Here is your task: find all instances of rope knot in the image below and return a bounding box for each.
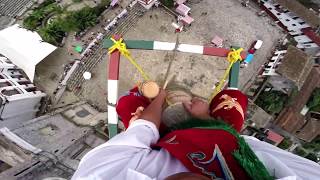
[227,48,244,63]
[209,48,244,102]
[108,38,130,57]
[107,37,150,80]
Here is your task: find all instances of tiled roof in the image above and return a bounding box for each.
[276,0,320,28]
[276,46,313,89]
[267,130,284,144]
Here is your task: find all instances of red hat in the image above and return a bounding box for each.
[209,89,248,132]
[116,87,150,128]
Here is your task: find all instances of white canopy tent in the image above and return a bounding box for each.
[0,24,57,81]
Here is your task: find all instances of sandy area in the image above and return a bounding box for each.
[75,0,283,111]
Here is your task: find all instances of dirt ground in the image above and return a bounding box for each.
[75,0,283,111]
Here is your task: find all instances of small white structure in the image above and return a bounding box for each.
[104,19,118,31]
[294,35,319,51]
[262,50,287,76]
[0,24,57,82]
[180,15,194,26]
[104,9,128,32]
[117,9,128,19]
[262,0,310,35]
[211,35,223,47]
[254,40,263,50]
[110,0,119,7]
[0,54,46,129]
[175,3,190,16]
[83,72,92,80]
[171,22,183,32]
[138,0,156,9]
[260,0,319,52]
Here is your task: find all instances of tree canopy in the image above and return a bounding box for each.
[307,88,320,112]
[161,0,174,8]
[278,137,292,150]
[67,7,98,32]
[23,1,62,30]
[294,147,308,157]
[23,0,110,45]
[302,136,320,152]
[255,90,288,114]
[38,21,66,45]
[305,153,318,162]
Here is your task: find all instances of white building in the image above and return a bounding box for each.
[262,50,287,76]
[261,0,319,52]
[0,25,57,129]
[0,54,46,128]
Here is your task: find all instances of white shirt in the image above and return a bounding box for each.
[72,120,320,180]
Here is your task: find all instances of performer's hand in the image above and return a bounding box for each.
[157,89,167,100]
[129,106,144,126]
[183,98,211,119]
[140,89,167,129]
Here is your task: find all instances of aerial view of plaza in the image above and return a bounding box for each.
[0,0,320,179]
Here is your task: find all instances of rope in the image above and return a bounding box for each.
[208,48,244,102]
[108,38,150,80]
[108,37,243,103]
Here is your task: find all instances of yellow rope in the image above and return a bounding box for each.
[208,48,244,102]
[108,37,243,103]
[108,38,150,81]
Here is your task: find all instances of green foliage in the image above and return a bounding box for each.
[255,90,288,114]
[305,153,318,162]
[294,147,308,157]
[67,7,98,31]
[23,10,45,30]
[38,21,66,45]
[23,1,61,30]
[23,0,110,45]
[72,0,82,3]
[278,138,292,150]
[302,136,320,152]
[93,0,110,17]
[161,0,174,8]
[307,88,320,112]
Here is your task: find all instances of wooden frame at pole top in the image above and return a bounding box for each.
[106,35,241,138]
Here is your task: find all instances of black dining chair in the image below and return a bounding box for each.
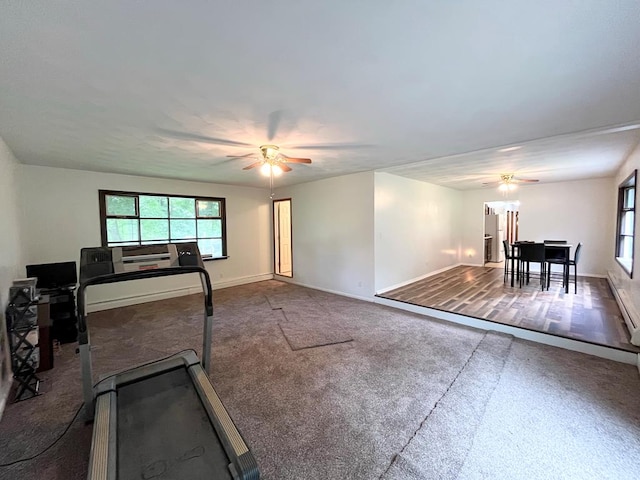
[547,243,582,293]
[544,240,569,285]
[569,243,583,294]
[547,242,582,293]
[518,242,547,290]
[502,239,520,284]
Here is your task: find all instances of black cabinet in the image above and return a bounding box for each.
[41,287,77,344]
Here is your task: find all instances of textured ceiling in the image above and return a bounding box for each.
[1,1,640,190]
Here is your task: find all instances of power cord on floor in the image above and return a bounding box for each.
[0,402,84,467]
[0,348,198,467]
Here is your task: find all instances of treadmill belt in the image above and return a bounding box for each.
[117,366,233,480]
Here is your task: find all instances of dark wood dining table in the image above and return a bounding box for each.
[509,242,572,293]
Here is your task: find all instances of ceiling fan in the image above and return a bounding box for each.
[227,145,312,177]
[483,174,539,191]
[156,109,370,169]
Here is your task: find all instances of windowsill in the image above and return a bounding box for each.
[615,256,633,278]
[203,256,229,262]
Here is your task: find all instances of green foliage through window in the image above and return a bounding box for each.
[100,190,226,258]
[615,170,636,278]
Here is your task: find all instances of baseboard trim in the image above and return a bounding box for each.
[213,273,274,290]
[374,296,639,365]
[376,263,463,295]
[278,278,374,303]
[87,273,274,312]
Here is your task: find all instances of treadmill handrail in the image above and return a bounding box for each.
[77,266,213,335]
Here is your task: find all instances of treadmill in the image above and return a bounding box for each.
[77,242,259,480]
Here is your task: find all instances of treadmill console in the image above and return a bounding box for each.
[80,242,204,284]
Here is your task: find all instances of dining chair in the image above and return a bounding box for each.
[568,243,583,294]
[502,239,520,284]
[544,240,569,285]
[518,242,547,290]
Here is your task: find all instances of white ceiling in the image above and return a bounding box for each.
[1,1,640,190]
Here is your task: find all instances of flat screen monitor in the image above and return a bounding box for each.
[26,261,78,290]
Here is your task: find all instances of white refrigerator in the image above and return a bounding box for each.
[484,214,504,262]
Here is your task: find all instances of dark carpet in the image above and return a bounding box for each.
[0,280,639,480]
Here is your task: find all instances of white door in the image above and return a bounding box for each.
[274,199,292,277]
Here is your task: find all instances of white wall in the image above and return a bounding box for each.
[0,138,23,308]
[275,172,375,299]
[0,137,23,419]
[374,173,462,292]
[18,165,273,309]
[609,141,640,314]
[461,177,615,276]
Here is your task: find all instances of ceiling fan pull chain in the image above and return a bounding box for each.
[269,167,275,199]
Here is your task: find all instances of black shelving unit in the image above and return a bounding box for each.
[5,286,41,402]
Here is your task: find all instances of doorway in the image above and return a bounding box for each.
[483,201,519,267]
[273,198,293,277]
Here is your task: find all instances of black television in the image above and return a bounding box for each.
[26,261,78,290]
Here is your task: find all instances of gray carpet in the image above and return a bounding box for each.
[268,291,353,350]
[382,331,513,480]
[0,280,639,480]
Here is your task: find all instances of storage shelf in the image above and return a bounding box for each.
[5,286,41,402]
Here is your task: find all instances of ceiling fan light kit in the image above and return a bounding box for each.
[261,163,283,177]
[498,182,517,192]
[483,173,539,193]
———
> TASK TO CARRY OUT
Write out the entries above word for word. Do not include the pictures.

> ANSWER TO THIS EXERCISE
Here is your task: find all instances of rope knot in the image below and return a bounding box for each.
[227,48,244,63]
[209,48,244,102]
[108,38,130,57]
[107,37,150,80]
Here is your task: find all instances of tiled roof in the image above and return a bounding box for each.
[276,0,320,28]
[276,46,313,89]
[267,130,284,144]
Here is your task: find all instances of red hat in the image above and return a bounding box for each.
[209,89,248,132]
[116,87,150,128]
Here is your task: find all instances of white canopy tent in the image above and return a bounding box for each.
[0,24,57,81]
Here is your task: find all instances of sandy area in the image above and return a bounding box for each.
[75,0,283,111]
Here is your task: find all instances of dirt ground in the image above and return a bounding box for each.
[75,0,283,111]
Here is your task: find all instances of small white structure in the image above and return a bounding box for each.
[104,19,118,31]
[294,35,319,51]
[262,50,287,76]
[0,24,57,82]
[180,15,194,26]
[104,9,128,32]
[117,9,128,19]
[262,0,310,35]
[211,35,223,47]
[254,40,263,50]
[110,0,119,7]
[0,54,46,129]
[175,3,190,16]
[83,72,92,80]
[171,22,183,32]
[138,0,156,9]
[260,0,319,52]
Here is your task: find all instances of tree canopy in the image above and return a bounding box for each.
[307,88,320,112]
[161,0,174,8]
[278,137,292,150]
[67,7,98,32]
[23,1,62,30]
[294,147,308,157]
[23,0,110,45]
[302,136,320,152]
[255,90,288,114]
[38,21,66,45]
[305,153,318,162]
Here is your task: find all instances of white building in the image above and return a bounding box for each.
[262,50,287,76]
[261,0,319,52]
[0,25,57,129]
[0,54,46,128]
Here is your task: find all instances of white shirt in the image above and return a bounding box for each.
[72,120,320,180]
Here is your task: find all instances of performer's hand in the image above and return a bounding box for each.
[157,89,167,100]
[129,106,144,126]
[183,98,211,119]
[140,89,167,129]
Here is your task: find all instances of aerial view of plaza in the image above and return a bounding box for each.
[0,0,320,179]
Here is your task: find all instances of rope in the image above and return a bounding box for each.
[208,48,244,102]
[108,38,150,80]
[108,37,243,103]
Here is your task: find all instances of yellow rope in the image above and return a bounding box for each.
[208,48,244,102]
[108,37,243,103]
[108,38,150,81]
Here is your task: find all instances of green foliage in the image above and return a bounding box for each.
[255,90,288,114]
[305,153,318,162]
[294,147,308,157]
[67,7,98,31]
[23,10,45,30]
[38,21,66,45]
[23,1,61,30]
[23,0,110,45]
[72,0,82,3]
[278,138,292,150]
[302,136,320,152]
[93,0,110,17]
[161,0,174,8]
[307,88,320,112]
Here is your task: find all instances of wooden frame at pole top in the image above and return a bounding box for each.
[106,35,241,138]
Here is your task: find all instances of black dining chair in the image below and return a bounding box for each.
[547,243,582,293]
[544,240,569,285]
[569,243,583,294]
[547,242,582,293]
[518,242,547,290]
[502,239,520,284]
Here is your task: find all instances of black cabinet in the image above and return a bounding box for each.
[41,287,77,344]
Here is your task: find all instances of textured ceiling in the image above and return a bounding box for each.
[1,1,640,190]
Here is your task: find all instances of power cord on floor in the image above and return a bounding box for each.
[0,402,84,467]
[0,348,198,467]
Here is your task: find all instances of treadmill belt in the image above and return a bounding box for each.
[117,366,233,480]
Here is your task: find all instances of dark wood dining table in the image above and return a bounding box for each.
[509,242,572,293]
Here is your task: find all instances of ceiling fan in the image above and return a bounding box for each.
[227,145,312,177]
[483,174,539,191]
[156,109,370,169]
Here is your task: find all instances of windowsill in the image above and return a bounding box for each.
[615,256,633,278]
[203,256,229,262]
Here is your task: find all instances of green foliage through window in the image above and return a bounding box for each.
[100,190,226,258]
[615,170,636,278]
Here is your task: find all instances of baseboard trim in the image above and return a bounding box for each.
[213,273,274,290]
[374,296,639,365]
[376,263,463,295]
[278,278,374,303]
[87,273,274,312]
Here is your task: find all instances of treadmill handrail in the image above and return a bounding box for each.
[77,266,213,335]
Here is your task: find all instances of treadmill in the image above and return a bounding box for each.
[77,242,259,480]
Here is your task: find all instances of treadmill console in the image above and return a bounding box for each.
[80,242,204,284]
Here is your task: find all instances of dining chair in the image above and return a bounding box for each.
[568,243,583,294]
[502,239,520,284]
[544,240,569,285]
[518,242,547,290]
Here is your task: find all instances of white ceiling in the image above and return a bounding box for each.
[1,1,640,190]
Here is your task: find all instances of flat screen monitor in the image above and return a bounding box for each.
[26,261,78,290]
Here is your task: find all instances of white refrigerator in the image above and return a bounding box for each.
[484,214,504,262]
Here is your task: find all instances of dark carpet in the image above and return a bounding box for each.
[0,280,639,480]
Here is your task: find all instances of white door in the image above and return a bounding box for each.
[274,199,292,277]
Here is your task: find all instances of white wall in the image above and return a bounding box for each.
[0,138,23,308]
[275,172,375,299]
[0,137,23,419]
[374,173,462,292]
[18,165,273,309]
[609,141,640,314]
[461,177,615,276]
Here is your task: find all instances of ceiling fan pull chain in the image above and return a bounding box for each.
[269,167,275,199]
Here is your task: find all instances of black shelving unit in the image above and return a bounding box for each.
[5,286,41,402]
Here is your task: find all instances of doorway in the image above and return a bounding box for each.
[483,201,519,267]
[273,198,293,277]
Here is your task: find all instances of black television in the image above and return a bounding box for each.
[26,261,78,290]
Here is your task: find all instances of gray carpet in the image above and return a bounding box for each.
[268,291,353,350]
[382,331,513,480]
[0,280,639,480]
Here is your task: find all instances of storage shelf in the image above and return a bounding box for each.
[5,286,41,402]
Here is your task: find all instances of ceiling fan light kit in the image above and return a bounding box for each.
[261,163,283,177]
[498,182,517,192]
[483,173,539,193]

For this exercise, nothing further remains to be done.